Exercise requirements => Which lines in the items below contain the word "mountain"? Copy each of those lines in full.

The records =>
· · ·

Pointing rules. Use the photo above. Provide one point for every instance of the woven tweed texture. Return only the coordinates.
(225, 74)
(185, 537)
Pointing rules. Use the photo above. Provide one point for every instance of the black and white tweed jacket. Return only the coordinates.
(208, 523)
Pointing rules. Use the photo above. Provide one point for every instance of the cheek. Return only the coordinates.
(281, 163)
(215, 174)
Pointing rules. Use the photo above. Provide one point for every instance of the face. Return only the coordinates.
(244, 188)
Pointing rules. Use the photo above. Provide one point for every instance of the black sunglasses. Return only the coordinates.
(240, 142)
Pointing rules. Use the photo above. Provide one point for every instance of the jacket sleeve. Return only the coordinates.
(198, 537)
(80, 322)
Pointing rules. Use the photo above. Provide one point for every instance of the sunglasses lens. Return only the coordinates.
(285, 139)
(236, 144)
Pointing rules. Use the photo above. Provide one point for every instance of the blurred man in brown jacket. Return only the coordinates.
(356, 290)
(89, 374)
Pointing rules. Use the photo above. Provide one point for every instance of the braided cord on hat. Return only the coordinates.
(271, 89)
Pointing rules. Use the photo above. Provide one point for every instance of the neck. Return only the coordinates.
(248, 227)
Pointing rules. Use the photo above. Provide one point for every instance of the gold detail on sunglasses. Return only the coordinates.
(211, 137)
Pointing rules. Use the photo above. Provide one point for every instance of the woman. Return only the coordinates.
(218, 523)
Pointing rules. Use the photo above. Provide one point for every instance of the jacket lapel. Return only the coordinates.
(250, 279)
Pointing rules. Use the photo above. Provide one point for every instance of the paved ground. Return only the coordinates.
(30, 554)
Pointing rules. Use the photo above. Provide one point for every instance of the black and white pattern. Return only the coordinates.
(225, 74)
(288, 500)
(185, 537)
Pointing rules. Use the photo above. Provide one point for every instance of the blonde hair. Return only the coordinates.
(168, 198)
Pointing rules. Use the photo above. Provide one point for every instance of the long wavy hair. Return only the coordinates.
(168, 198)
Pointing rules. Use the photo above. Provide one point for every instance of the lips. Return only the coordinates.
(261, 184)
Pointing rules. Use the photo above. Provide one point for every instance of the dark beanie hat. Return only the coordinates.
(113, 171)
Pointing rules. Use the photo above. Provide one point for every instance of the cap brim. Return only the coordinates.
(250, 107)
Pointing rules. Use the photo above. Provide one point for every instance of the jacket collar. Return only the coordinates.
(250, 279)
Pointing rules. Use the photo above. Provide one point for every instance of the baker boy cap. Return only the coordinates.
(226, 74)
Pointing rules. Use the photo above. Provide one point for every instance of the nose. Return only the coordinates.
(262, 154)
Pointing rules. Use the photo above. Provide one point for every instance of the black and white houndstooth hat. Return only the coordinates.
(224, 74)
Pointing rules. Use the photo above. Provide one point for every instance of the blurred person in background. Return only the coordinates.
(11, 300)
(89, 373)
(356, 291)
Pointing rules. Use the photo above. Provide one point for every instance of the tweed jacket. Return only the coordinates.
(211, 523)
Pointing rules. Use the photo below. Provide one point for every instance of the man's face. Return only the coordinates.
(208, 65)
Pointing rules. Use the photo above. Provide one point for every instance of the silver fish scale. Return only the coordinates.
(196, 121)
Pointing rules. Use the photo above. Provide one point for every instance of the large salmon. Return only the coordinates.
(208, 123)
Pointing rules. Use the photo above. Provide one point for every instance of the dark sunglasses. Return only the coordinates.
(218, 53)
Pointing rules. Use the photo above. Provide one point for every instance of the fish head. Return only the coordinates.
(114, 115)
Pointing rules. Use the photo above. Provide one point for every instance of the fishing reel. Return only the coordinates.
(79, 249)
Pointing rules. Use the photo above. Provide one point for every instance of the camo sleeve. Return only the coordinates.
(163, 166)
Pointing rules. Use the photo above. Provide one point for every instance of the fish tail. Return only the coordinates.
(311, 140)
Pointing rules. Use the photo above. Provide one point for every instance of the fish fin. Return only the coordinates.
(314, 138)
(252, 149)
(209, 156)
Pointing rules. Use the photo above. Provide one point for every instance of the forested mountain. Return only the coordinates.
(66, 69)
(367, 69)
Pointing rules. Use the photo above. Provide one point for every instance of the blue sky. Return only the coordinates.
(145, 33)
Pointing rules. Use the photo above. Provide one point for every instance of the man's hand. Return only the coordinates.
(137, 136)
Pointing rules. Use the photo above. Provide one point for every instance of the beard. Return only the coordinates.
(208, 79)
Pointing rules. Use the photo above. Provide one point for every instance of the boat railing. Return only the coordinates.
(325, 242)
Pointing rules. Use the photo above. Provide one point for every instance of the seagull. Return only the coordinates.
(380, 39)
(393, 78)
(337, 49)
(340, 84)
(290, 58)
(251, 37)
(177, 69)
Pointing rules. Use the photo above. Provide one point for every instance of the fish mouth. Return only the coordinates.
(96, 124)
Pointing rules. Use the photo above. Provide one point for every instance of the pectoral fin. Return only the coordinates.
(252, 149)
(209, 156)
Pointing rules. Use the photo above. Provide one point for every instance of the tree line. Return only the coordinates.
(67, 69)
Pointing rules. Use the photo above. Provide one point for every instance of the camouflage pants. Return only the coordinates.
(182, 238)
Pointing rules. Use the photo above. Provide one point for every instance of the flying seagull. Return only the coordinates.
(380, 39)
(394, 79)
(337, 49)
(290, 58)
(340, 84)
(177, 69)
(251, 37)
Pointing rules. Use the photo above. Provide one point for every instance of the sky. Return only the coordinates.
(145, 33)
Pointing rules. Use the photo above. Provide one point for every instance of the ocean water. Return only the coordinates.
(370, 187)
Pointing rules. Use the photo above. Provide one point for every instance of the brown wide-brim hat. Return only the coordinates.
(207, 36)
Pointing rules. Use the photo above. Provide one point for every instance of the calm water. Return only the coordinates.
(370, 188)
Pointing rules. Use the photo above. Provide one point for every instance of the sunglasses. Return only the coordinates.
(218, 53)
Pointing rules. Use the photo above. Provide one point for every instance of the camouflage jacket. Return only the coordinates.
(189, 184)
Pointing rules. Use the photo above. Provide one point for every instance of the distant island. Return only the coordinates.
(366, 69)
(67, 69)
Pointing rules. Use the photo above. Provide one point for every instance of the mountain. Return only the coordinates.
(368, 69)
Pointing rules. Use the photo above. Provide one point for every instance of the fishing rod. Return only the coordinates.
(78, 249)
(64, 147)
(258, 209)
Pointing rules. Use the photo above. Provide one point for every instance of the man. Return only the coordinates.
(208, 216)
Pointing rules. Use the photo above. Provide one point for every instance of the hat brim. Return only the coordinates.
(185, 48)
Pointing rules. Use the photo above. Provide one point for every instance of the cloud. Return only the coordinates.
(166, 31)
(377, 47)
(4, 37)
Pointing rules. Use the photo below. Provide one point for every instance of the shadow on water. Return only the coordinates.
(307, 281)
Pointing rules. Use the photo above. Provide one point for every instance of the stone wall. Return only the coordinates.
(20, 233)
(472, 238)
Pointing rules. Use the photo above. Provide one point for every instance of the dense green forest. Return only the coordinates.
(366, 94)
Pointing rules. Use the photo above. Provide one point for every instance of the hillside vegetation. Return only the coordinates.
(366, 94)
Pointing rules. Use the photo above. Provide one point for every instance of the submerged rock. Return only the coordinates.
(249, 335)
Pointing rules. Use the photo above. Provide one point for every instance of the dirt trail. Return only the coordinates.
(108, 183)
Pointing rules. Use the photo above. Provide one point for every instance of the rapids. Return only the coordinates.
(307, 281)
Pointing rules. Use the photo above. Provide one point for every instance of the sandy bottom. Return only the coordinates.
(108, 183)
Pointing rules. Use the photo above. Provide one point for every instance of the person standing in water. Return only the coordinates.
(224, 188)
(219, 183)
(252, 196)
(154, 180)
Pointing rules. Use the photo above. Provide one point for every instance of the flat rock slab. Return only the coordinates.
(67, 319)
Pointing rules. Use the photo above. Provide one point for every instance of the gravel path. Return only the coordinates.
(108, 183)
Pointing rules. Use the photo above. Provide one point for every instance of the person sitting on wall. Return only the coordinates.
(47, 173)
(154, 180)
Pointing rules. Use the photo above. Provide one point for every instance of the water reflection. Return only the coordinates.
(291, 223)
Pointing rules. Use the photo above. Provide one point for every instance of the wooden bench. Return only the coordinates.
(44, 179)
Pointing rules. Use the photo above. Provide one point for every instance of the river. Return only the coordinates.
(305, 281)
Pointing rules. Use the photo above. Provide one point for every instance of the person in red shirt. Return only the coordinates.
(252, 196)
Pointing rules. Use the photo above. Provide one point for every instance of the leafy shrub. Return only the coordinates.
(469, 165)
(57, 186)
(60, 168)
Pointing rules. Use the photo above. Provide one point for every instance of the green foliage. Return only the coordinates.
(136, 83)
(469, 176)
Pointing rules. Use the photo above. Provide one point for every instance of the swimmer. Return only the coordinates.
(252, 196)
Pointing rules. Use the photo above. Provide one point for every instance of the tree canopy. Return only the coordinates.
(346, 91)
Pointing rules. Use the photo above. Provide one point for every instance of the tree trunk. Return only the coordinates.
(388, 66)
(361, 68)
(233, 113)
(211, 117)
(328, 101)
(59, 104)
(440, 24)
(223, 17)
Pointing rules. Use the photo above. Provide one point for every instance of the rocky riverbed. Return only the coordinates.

· · ·

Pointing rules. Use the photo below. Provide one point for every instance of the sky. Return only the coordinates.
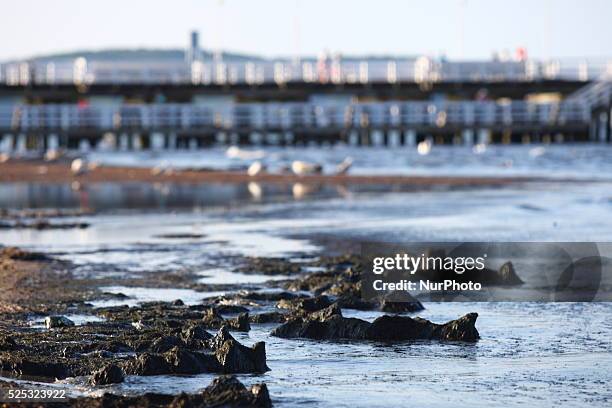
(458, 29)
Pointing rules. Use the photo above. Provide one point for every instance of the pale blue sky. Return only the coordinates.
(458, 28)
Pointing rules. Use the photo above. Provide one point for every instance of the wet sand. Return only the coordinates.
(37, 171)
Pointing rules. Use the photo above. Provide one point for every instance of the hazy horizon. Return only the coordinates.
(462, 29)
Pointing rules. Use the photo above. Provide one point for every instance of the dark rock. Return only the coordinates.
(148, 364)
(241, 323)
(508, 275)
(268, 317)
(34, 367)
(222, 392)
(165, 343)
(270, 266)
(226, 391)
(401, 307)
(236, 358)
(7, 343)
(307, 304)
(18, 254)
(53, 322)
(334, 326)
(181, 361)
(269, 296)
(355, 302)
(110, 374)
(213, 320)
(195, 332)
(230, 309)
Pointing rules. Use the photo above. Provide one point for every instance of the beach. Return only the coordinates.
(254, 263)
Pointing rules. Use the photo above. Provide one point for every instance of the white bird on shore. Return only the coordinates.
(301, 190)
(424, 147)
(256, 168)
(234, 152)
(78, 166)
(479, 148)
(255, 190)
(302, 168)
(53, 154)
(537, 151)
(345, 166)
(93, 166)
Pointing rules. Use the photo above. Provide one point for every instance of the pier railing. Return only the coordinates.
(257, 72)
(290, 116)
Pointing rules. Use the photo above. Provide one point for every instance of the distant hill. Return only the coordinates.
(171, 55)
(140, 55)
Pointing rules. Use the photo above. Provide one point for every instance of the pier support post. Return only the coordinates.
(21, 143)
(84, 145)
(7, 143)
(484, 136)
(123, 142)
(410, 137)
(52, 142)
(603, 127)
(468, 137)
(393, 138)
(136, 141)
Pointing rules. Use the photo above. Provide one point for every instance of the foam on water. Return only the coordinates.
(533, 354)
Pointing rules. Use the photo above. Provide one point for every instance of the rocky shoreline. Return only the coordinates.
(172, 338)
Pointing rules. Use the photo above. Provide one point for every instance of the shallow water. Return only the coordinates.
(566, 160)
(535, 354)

· · ·

Full output =>
Pointing rules. Use the photo above. Provide one point for every instance of the forested mountain. Return only the coordinates.
Pointing rules. Use the photo above. Provide one point for every instance of the mountain. Return only the coordinates.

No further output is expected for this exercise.